- _DATA FOR PROCESSING_
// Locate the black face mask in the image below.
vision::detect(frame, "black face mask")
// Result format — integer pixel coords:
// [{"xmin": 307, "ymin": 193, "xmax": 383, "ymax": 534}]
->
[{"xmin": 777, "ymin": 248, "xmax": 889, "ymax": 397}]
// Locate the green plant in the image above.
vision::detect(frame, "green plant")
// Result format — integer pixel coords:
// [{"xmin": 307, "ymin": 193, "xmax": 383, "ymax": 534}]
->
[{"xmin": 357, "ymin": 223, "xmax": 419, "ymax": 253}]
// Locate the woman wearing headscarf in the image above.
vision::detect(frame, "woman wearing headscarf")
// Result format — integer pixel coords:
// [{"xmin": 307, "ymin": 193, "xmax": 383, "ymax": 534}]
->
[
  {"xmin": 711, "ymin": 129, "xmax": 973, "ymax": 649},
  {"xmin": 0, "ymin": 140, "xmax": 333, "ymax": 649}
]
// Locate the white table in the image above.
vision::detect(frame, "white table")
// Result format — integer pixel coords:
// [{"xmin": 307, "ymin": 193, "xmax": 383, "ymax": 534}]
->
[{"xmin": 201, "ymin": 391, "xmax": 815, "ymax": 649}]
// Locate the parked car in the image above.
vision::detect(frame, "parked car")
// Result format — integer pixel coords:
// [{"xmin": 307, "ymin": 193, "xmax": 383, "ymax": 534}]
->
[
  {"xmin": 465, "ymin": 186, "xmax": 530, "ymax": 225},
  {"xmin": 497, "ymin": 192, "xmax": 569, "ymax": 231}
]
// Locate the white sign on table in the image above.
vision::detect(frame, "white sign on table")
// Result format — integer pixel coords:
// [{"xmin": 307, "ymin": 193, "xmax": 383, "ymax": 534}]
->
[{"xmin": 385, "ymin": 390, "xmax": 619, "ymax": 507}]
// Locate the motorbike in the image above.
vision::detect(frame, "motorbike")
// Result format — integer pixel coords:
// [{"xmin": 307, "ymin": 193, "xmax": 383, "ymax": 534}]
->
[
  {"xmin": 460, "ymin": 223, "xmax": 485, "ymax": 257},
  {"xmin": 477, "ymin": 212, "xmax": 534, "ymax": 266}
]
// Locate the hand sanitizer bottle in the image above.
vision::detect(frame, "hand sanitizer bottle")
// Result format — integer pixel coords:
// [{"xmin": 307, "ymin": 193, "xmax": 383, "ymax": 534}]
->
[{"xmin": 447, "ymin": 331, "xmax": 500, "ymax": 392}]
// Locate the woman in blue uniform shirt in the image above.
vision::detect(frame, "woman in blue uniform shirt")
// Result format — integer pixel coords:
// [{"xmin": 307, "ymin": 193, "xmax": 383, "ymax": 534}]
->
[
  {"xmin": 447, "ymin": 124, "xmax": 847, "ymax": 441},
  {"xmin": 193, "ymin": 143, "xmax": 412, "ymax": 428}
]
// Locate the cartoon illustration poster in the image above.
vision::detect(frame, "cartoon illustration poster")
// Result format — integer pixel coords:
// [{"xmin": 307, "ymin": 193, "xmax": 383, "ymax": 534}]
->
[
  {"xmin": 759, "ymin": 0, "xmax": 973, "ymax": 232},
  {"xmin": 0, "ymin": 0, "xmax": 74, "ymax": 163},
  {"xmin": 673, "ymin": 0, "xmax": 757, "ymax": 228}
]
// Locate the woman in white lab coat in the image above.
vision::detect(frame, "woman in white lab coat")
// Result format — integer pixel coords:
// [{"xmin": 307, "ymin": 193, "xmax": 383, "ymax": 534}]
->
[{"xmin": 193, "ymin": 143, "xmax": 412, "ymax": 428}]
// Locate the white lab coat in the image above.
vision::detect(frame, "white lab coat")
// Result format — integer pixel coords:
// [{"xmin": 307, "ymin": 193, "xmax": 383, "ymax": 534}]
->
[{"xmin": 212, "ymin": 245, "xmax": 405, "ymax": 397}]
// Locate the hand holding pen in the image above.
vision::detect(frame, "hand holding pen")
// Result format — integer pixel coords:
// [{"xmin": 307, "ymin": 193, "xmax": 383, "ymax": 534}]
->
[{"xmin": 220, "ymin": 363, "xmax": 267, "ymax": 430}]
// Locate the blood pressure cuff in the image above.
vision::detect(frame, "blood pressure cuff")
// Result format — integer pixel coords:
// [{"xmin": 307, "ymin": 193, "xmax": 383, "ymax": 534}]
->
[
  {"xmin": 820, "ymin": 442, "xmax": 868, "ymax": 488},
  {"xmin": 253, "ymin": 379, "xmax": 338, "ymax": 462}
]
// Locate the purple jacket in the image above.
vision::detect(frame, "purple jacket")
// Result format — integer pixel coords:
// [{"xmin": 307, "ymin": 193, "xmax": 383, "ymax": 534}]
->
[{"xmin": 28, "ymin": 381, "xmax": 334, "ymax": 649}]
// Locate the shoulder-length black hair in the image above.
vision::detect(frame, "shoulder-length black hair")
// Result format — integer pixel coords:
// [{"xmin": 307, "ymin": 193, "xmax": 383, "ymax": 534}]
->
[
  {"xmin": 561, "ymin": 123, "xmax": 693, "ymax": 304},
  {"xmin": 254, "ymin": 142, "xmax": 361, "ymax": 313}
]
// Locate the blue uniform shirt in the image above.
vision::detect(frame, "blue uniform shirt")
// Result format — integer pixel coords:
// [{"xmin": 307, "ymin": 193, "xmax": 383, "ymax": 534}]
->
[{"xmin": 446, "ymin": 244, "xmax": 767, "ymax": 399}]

- _SHORT EXERCISE_
Rewrite the stretch from the line containing "hair in the image above." through the end of the entries as a numbered list, one line per item, with blank lines left out.

- _TASK SOLUTION_
1. // Locate the shoulder-length black hair in the image above.
2. vision::detect(frame, "shoulder-length black hair")
3. // Result format — integer pixel coords:
4. // [{"xmin": 307, "ymin": 193, "xmax": 383, "ymax": 534}]
5. ->
6. [
7.   {"xmin": 561, "ymin": 123, "xmax": 693, "ymax": 304},
8.   {"xmin": 254, "ymin": 142, "xmax": 361, "ymax": 313}
9. ]
10. // Locate the blue uniform shirt in the image above.
11. vision::detect(frame, "blue uniform shirt")
12. // Result format — integer pixel coords:
13. // [{"xmin": 307, "ymin": 193, "xmax": 383, "ymax": 534}]
14. ->
15. [{"xmin": 446, "ymin": 244, "xmax": 767, "ymax": 399}]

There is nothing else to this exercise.